▸ **Short exercise**:
Copy all of the data below exactly, line for line, and leave the pictures out of your copy.

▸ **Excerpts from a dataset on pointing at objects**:
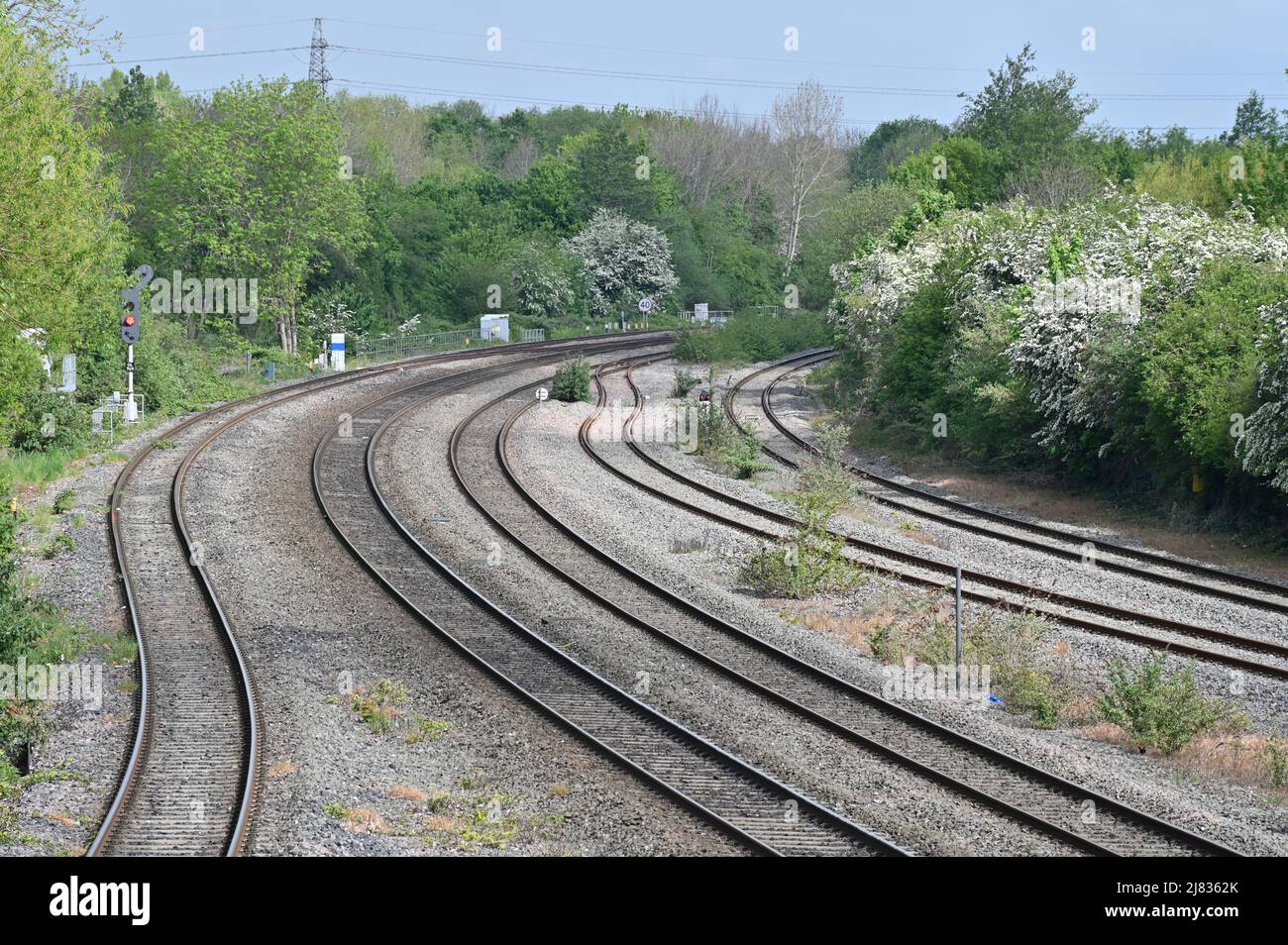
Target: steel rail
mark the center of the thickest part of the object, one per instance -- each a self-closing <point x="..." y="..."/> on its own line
<point x="871" y="699"/>
<point x="1065" y="600"/>
<point x="666" y="729"/>
<point x="137" y="760"/>
<point x="1209" y="572"/>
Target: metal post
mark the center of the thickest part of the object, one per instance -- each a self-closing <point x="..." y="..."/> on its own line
<point x="132" y="411"/>
<point x="957" y="626"/>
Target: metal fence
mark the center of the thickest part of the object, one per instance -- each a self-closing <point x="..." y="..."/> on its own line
<point x="103" y="417"/>
<point x="713" y="316"/>
<point x="407" y="345"/>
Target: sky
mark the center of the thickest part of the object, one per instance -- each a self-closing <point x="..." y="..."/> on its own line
<point x="1147" y="62"/>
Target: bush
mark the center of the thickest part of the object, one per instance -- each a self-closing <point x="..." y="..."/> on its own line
<point x="752" y="338"/>
<point x="48" y="421"/>
<point x="572" y="381"/>
<point x="1158" y="709"/>
<point x="684" y="382"/>
<point x="814" y="561"/>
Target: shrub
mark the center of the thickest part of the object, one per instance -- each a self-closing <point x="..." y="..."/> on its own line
<point x="572" y="381"/>
<point x="683" y="382"/>
<point x="378" y="708"/>
<point x="62" y="542"/>
<point x="48" y="421"/>
<point x="1158" y="709"/>
<point x="814" y="561"/>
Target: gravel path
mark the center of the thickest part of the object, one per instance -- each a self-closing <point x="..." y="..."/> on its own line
<point x="854" y="782"/>
<point x="795" y="407"/>
<point x="465" y="766"/>
<point x="76" y="769"/>
<point x="698" y="559"/>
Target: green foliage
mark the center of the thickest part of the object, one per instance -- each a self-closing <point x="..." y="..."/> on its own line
<point x="812" y="562"/>
<point x="889" y="145"/>
<point x="683" y="382"/>
<point x="1026" y="124"/>
<point x="62" y="544"/>
<point x="1159" y="709"/>
<point x="378" y="707"/>
<point x="62" y="250"/>
<point x="848" y="224"/>
<point x="1199" y="364"/>
<point x="48" y="421"/>
<point x="252" y="188"/>
<point x="572" y="381"/>
<point x="915" y="360"/>
<point x="930" y="206"/>
<point x="958" y="166"/>
<point x="752" y="338"/>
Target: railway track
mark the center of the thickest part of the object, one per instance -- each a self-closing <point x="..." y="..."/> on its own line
<point x="763" y="814"/>
<point x="1016" y="788"/>
<point x="189" y="782"/>
<point x="1240" y="652"/>
<point x="1061" y="544"/>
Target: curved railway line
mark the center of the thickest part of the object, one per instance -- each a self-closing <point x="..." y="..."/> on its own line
<point x="1005" y="527"/>
<point x="1064" y="608"/>
<point x="761" y="812"/>
<point x="934" y="751"/>
<point x="191" y="779"/>
<point x="189" y="782"/>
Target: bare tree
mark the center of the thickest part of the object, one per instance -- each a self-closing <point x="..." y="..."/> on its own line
<point x="60" y="25"/>
<point x="712" y="150"/>
<point x="807" y="142"/>
<point x="1054" y="184"/>
<point x="520" y="158"/>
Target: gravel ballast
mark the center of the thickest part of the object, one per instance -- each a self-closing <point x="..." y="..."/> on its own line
<point x="488" y="777"/>
<point x="645" y="535"/>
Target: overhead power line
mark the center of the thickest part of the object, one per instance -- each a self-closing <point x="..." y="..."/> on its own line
<point x="483" y="97"/>
<point x="708" y="54"/>
<point x="187" y="55"/>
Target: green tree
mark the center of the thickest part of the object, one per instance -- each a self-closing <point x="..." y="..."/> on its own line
<point x="1254" y="120"/>
<point x="890" y="145"/>
<point x="1028" y="124"/>
<point x="625" y="261"/>
<point x="60" y="253"/>
<point x="254" y="188"/>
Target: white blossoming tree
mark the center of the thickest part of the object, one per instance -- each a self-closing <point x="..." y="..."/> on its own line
<point x="623" y="261"/>
<point x="1072" y="290"/>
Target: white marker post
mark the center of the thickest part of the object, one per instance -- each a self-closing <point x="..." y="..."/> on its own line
<point x="645" y="306"/>
<point x="130" y="412"/>
<point x="957" y="627"/>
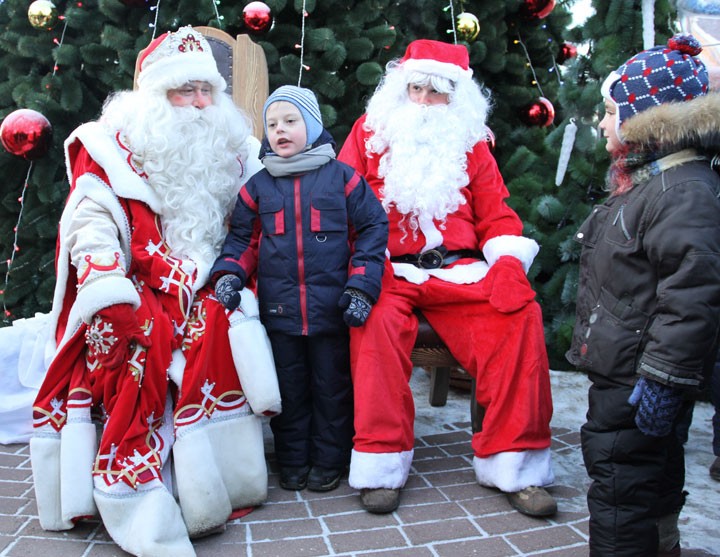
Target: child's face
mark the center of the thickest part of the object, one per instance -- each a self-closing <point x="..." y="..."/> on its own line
<point x="425" y="94"/>
<point x="286" y="130"/>
<point x="607" y="125"/>
<point x="193" y="93"/>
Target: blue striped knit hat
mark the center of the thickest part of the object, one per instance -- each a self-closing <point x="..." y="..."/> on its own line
<point x="306" y="103"/>
<point x="662" y="74"/>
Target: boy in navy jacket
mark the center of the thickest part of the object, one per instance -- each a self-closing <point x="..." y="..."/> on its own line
<point x="313" y="233"/>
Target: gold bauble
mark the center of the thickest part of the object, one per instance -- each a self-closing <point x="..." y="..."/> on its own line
<point x="468" y="26"/>
<point x="42" y="14"/>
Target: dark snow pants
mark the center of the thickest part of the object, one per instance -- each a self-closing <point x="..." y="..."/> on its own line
<point x="636" y="478"/>
<point x="315" y="426"/>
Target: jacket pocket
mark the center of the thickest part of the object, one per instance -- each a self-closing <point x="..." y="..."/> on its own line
<point x="272" y="215"/>
<point x="328" y="214"/>
<point x="612" y="340"/>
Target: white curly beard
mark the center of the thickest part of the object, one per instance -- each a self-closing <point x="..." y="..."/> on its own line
<point x="192" y="159"/>
<point x="424" y="167"/>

▸ **Exercise answer**:
Target: steel rail
mark the center of the thickest part of the object, one per instance -- each a self-closing <point x="..." y="..."/> on its own line
<point x="871" y="699"/>
<point x="1065" y="600"/>
<point x="666" y="729"/>
<point x="137" y="760"/>
<point x="1209" y="572"/>
Target: metal post
mark the center of the thickest part of the object, one per instance -- each a self-closing <point x="..." y="..."/> on its own line
<point x="132" y="411"/>
<point x="957" y="626"/>
Target: metal fence
mark the center of the thickest part of the object, one per instance -- each a self-closing <point x="..." y="..."/> on its own line
<point x="103" y="417"/>
<point x="713" y="316"/>
<point x="407" y="345"/>
Target: sky
mark the center of the thickest part of the object, one per instance -- each a self-closing <point x="..." y="..."/> on its own line
<point x="1147" y="62"/>
Target: bush
mark the center of the thickest part of the object, one per instance -- each a self-closing <point x="..." y="..."/> on its own line
<point x="752" y="338"/>
<point x="48" y="421"/>
<point x="572" y="381"/>
<point x="1158" y="709"/>
<point x="684" y="382"/>
<point x="814" y="561"/>
Target: shrub
mark the center of the thickest part of the object, one per instance -- each a self-closing <point x="..." y="..."/> on its own line
<point x="572" y="381"/>
<point x="683" y="382"/>
<point x="378" y="708"/>
<point x="62" y="542"/>
<point x="48" y="421"/>
<point x="1158" y="709"/>
<point x="814" y="561"/>
Target: gravel path
mark the center of the thickest part of the object, one per instance -- each a self-closing <point x="..." y="..."/> on its own line
<point x="854" y="782"/>
<point x="795" y="407"/>
<point x="465" y="766"/>
<point x="76" y="769"/>
<point x="698" y="559"/>
Target: green foliage
mark the center of the thickest part of the object, one per instance -- each a self-closing <point x="..." y="..."/> on its own line
<point x="812" y="562"/>
<point x="889" y="145"/>
<point x="683" y="382"/>
<point x="1026" y="124"/>
<point x="62" y="544"/>
<point x="1159" y="709"/>
<point x="378" y="707"/>
<point x="62" y="250"/>
<point x="848" y="224"/>
<point x="1199" y="364"/>
<point x="48" y="421"/>
<point x="252" y="188"/>
<point x="572" y="381"/>
<point x="915" y="360"/>
<point x="930" y="206"/>
<point x="958" y="166"/>
<point x="752" y="338"/>
Target: railway track
mark the center of the thickest part of the object, one per instance -- each a self-closing <point x="..." y="..."/> on its own line
<point x="763" y="814"/>
<point x="1016" y="788"/>
<point x="189" y="782"/>
<point x="1240" y="652"/>
<point x="1061" y="544"/>
Target: curved railway line
mark the center of the thickest part of the object, one per instance -- each a self-closing <point x="..." y="..."/> on its own line
<point x="1005" y="527"/>
<point x="1064" y="608"/>
<point x="761" y="812"/>
<point x="934" y="751"/>
<point x="191" y="779"/>
<point x="189" y="782"/>
Target: bare tree
mark the center of the thickest part of the object, one per instance -- each a self-closing <point x="..." y="..."/> on its own line
<point x="60" y="25"/>
<point x="712" y="150"/>
<point x="807" y="142"/>
<point x="1054" y="184"/>
<point x="520" y="158"/>
Target: gravel ballast
mark the center of the thickest part of the object, one per instance -- each a self-closing <point x="..." y="..."/> on its own line
<point x="488" y="777"/>
<point x="645" y="535"/>
Target: overhead power line
mark the center of the thickest part of the object, one per instance -- each a self-closing <point x="..." y="..."/> on its own line
<point x="483" y="97"/>
<point x="708" y="54"/>
<point x="187" y="55"/>
Target: green tree
mark the center of the thickest part of the object, one per instance -- each a self-closing <point x="..." y="..."/> on its own line
<point x="1254" y="120"/>
<point x="890" y="145"/>
<point x="1028" y="124"/>
<point x="625" y="261"/>
<point x="60" y="253"/>
<point x="254" y="188"/>
Target: white blossoming tree
mark the center of the thickest part of the object, one per instance -- each a self-closing <point x="..." y="..."/> on its own line
<point x="623" y="261"/>
<point x="1072" y="290"/>
Target: white marker post
mark the center of the thickest part of the object, one per instance -- each a self-closing <point x="..." y="..."/> on its own line
<point x="645" y="306"/>
<point x="130" y="412"/>
<point x="957" y="627"/>
Target: child's face
mark the center of the thickest part of the object, one per instance -- each a self-closing <point x="..." y="..."/> on its own line
<point x="425" y="94"/>
<point x="286" y="130"/>
<point x="607" y="125"/>
<point x="193" y="93"/>
Target: blue striped knit hat
mark the center of the thickest part of the object, one per instance -- each a self-closing <point x="..." y="..."/> on its own line
<point x="306" y="103"/>
<point x="662" y="74"/>
Target: boy in navy jacket
mark the center of the thickest part of the object, one per instance -- each a self-closing <point x="..." y="..."/> on its own line
<point x="313" y="233"/>
Target: gold bauble
mark the center of the thickest part of the object, one per instance -- each a self-closing <point x="..." y="..."/> on its own line
<point x="468" y="26"/>
<point x="42" y="14"/>
Target: dark snow pants
mark the center of the thickest part of the object, one per instance -- each a self-closing <point x="..." y="..."/> on its own line
<point x="636" y="478"/>
<point x="315" y="426"/>
Target: jacket pocket
mark the center of the thickest part of the object, one per instance -- each a self-closing <point x="..." y="..."/> on its own line
<point x="272" y="215"/>
<point x="328" y="214"/>
<point x="612" y="340"/>
Target: white curly beard
mark the center of the thickest part of the object, one per instance -- each a self-closing <point x="..." y="..."/> on its own line
<point x="192" y="159"/>
<point x="424" y="167"/>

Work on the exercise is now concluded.